TEXTO FORNECIDO:
· · ·

Hamilton Garcia de Lima - Março 2007
 

O mote da campanha petista à reeleição sugeria que Lula governaria com "a força do povo". Mais uma vez fica claro que tal força, no Brasil, tem caráter episódico, meramente eleitoral, não fazendo parte permanente da institucionalidade democrática.

A razão disto está inscrita no nosso processo de massificação social e política, pautado por uma dualidade econômica atroz que manteve a maioria dos pobres apartados da propriedade da terra, conseqüentemente da cidadania e da política. A estrita dependência do povo em relação às elites dominantes - outrora "coronéis", hoje "doutores" -, estimulada por uma economia quase estagnada, de um lado, e, de outro, por regras eleitorais que permitem a quase independência do corpo político em relação ao eleitor, faz da nossa democracia um jogo frustrante onde uns poucos ganham e muitos perdem.

O resultado está à vista de todos: corrupção, demagogia generalizada e a população desprotegida nas ruas dos centros urbanos.

Tocqueville, estudioso dos processos de modernização política do século XIX, já alertava para o fato de a democracia, para não ser tirânica, precisar da organização política dos cidadãos. Em sua percepção, a democracia - que ele definia como a crescente igualdade de condições criadas pelo desenvolvimento econômico - não poderia, ao contrário do que imaginavam os socialistas, fundar por si mesma a liberdade. A liberdade apenas poderia se realizar como conquista da vontade dos cidadãos, tendo por esteio a igualdade.

Nossa história republicana foi parcimoniosa na busca da igualdade (democracia), o que, em boa medida, explica o bloqueio à conquista da liberdade. A participação política foi, aqui, obstaculizada tanto pela desigualdade - abolição sem reforma agrária (Joaquim Nabuco) - como pelo temor das elites dominantes de que a liberdade dos simples implicasse a perda de seus privilégios coloniais - entre eles, o de remunerar trabalho no nível da subsistência. Basta ver a perseguição implacável sofrida pelos anarquistas e, depois, pelos comunistas durante quase todo o século passado - o PCB, em seus 70 anos de vida, teve não mais que 10 de existência legal - para entendermos a radicalidade do veto.

Em nossa engenharia modernizadora, de matiz prussiano - como diriam Konder, Coutinho e Vianna -, as velhas classes terratenentes foram tornadas aliadas da cidade por sua produção de saldos de exportação para financiar a industrialização, assim como guardiães do "ëxército de reserva" para o setor urbano em expansão. Deste modo, a mobilização política do povo se antagonizava à modernização capitalista ao se constituir em real ameaça de valorização do trabalhador urbano, quer por sua sindicalização ou pela diminuição do êxodo rural em função da perda do monopólio da terra pelos latifundiários. Greve, reforma agrária e sindicalização rural erigiram-se em verdadeiros espantalhos para afastar as elites do tão propalado e pouco praticado liberalismo político.

· · ·

CONJUNTO DE LINHAS:
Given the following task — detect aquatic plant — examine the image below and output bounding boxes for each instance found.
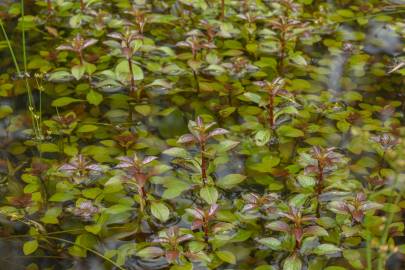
[0,0,405,270]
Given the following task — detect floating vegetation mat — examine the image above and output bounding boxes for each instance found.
[0,0,405,270]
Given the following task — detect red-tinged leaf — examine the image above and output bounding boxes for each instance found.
[59,164,77,171]
[211,222,234,233]
[177,134,195,143]
[142,156,158,165]
[186,208,205,219]
[352,210,364,222]
[177,234,194,243]
[266,221,290,232]
[197,116,204,128]
[293,228,304,242]
[56,45,75,51]
[208,128,229,138]
[191,219,204,230]
[166,250,180,262]
[107,32,124,39]
[115,162,133,169]
[208,203,218,217]
[167,226,179,238]
[243,193,260,204]
[360,202,384,211]
[86,164,103,172]
[152,237,169,243]
[83,38,97,49]
[304,225,329,236]
[176,41,190,47]
[136,247,164,259]
[242,203,258,212]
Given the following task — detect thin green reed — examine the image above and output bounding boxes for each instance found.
[0,0,42,140]
[21,0,42,140]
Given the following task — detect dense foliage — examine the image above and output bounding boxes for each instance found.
[0,0,405,270]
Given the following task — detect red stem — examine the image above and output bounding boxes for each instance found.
[316,160,323,218]
[46,0,52,13]
[221,0,225,21]
[128,58,135,94]
[278,29,286,76]
[269,87,274,129]
[201,142,207,186]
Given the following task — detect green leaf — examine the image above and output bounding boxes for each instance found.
[76,125,98,133]
[150,202,170,222]
[255,129,270,146]
[136,247,165,259]
[200,186,218,204]
[297,174,316,188]
[49,192,74,202]
[163,147,190,158]
[23,240,38,255]
[216,174,246,189]
[41,207,62,224]
[283,255,302,270]
[243,92,262,104]
[277,126,304,138]
[0,105,13,119]
[215,250,236,264]
[52,97,82,107]
[106,204,132,215]
[135,105,152,116]
[86,89,103,106]
[84,224,101,234]
[259,237,281,250]
[115,61,143,81]
[314,244,340,255]
[71,65,86,80]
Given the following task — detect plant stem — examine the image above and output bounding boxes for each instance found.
[46,0,52,14]
[0,19,21,74]
[193,69,200,94]
[366,232,373,270]
[316,160,323,218]
[377,192,401,270]
[269,90,274,130]
[80,0,85,11]
[221,0,225,21]
[200,143,207,186]
[127,58,135,95]
[277,29,286,76]
[42,235,125,270]
[21,0,42,140]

· · ·

TAREFAS:
• A. Responda a estas perguntas com base no texto sobre a democracia no Brasil:
(i) Qual era o mote da campanha petista à reeleição?
(ii) Como Tocqueville definia a democracia?
(iii) Quantos anos de existência legal o PCB teve em seus 70 anos de vida?
• B. Prossiga o texto sobre a democracia no Brasil a partir do ponto em que ele termina.
As linhas não têm papel algum no que se pede aqui.

RESPOSTAS DAS TAREFAS:
• A.
(i) Que Lula governaria com "a força do povo".
(ii) Como a crescente igualdade de condições criadas pelo desenvolvimento econômico.
(iii) Não mais que 10.

• B.
A força do povo, embora resistente, não foi capaz de furar este bloqueio imposto de cima, deixando-se guiar pela solução de compromisso oportunizada pelo populismo varguista, que oferecia um mínimo de cidadania urbana a par de sua extensão suave ao campo.

O sucesso deste modelo de compromisso pode ser aferido por sua longevidade: triunfando em 1930, rompe-se em 1964 e é parcialmente ressuscitado pelo PT em 2002. Nestes 77 anos, o país se transformou numa economia industrial assentada numa sociedade pobre (Mangabeira Unger) e, de novo, mostra-se incapaz de realizar o desenvolvimento integral (Adam Smith).

Crítico ferrenho deste modelo de sociedade/desenvolvimento, o PT se rendeu de bom grado às delícias do poder, produzindo um dos mais espetaculares transformismos (Gramsci) de que se tem notícia na América Latina. Se Lula e o PT conquistaram a "força do povo", qual a razão de tamanho recuo?

A resposta a esta questão é complexa, mas uma parte dela pode ser fornecida pela constatação de que o povo brasileiro se acomodou ao jogo das elites, ao compromisso do qual lhe sobram migalhas - nem por isto desprezíveis em relação ao nosso atraso civilizacional.

As sementes da dependência e subordinação popular - da tirania, diria Tocqueville -, que semeamos ao longo de toda nossa história republicana, estão dando seus frutos malignos na forma do conformismo e do oportunismo, formas de entrega lúbrica (Gilberto Freyre) às delícias do jogo político, com suas prendas e prebendas.

O caminho da democratização segue seu lento e gradual ritmo, mas a aceleração da molecular desconstrução da sociedade brasileira, pela via da desindustrialização precoce, corrupção e violência, sinaliza que ele não é mais seguro como outrora. Parece que é chegada a hora de superarmos nosso "insolidarismo" histórico (Oliveira Vianna) e recuperarmos mais uma vez o vigor cívico que, nos anos 1970-80, empurrou a classe política para longe do regime militar.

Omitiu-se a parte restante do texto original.